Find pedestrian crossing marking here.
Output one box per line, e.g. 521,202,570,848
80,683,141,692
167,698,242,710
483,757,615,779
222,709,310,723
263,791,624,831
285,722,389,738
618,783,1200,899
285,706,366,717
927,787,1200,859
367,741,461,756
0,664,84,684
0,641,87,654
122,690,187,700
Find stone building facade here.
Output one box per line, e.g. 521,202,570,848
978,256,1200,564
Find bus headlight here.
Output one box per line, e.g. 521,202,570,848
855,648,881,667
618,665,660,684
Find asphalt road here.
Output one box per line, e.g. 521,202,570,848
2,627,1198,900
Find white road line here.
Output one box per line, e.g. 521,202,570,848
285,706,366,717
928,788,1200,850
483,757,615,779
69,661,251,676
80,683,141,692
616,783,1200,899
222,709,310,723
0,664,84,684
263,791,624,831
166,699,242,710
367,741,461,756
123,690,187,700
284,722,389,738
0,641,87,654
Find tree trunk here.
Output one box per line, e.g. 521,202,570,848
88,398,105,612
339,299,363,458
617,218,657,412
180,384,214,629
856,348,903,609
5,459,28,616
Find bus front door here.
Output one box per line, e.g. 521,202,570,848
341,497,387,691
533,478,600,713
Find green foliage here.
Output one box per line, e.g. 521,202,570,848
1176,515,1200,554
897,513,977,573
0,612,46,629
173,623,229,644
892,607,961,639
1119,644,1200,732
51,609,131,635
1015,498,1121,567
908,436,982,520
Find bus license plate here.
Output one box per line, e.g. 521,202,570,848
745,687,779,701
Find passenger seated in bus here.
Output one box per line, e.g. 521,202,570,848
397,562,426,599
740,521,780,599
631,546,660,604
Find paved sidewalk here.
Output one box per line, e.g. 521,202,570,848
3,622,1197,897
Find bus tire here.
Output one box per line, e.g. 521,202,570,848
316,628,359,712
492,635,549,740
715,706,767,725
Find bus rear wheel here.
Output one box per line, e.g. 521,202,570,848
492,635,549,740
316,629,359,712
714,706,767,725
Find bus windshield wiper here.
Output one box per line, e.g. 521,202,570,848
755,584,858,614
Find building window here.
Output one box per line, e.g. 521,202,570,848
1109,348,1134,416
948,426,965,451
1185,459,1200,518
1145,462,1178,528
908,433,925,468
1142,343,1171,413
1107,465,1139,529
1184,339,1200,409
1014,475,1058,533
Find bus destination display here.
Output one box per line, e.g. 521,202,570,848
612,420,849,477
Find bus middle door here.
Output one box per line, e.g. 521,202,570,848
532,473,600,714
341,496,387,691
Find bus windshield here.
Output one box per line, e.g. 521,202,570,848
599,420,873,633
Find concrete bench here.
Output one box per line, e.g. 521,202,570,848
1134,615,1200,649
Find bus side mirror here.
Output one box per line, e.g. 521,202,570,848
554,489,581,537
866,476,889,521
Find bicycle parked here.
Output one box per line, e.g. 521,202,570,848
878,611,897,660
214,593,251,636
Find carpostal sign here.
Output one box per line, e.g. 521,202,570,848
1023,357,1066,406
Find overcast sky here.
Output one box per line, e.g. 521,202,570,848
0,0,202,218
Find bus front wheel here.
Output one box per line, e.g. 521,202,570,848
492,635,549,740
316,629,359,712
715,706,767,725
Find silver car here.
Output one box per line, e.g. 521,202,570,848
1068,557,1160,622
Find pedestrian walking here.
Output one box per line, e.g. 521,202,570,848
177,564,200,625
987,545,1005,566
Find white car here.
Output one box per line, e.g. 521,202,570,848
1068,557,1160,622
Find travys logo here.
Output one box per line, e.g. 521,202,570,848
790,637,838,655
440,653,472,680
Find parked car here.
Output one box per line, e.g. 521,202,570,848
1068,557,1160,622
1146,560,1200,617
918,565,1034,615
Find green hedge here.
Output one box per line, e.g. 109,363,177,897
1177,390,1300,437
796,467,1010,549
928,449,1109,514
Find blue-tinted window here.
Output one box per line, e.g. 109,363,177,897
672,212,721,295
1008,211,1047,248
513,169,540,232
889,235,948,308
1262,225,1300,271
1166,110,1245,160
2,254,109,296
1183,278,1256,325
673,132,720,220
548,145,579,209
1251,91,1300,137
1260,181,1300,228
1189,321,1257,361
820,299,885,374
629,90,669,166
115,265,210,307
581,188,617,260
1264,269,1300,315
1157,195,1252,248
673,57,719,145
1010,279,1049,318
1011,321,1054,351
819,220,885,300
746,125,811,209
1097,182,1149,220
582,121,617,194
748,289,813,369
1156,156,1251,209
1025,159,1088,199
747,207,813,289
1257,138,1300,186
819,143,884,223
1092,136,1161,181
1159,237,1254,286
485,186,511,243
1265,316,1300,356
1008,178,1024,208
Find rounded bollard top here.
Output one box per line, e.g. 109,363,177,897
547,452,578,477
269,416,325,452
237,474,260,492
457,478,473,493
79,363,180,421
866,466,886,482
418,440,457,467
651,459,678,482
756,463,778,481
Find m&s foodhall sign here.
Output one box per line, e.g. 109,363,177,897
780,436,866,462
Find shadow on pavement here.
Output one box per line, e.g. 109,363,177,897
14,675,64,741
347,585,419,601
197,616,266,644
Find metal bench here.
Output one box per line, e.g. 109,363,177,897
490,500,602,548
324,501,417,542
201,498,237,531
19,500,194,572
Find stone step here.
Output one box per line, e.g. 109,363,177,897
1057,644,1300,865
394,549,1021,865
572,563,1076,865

§ To do:
Please print exactly the lines from the one containing "Find metal bench here." through the last line of the material.

§ Reply to the task:
Find metal bench here.
Output one box per line, e.g. 109,363,177,897
490,500,602,548
324,501,417,542
201,498,237,531
19,500,194,572
Find stone step here.
Output one box per line, e.g. 109,363,177,897
1057,644,1300,865
394,549,1021,865
572,563,1076,865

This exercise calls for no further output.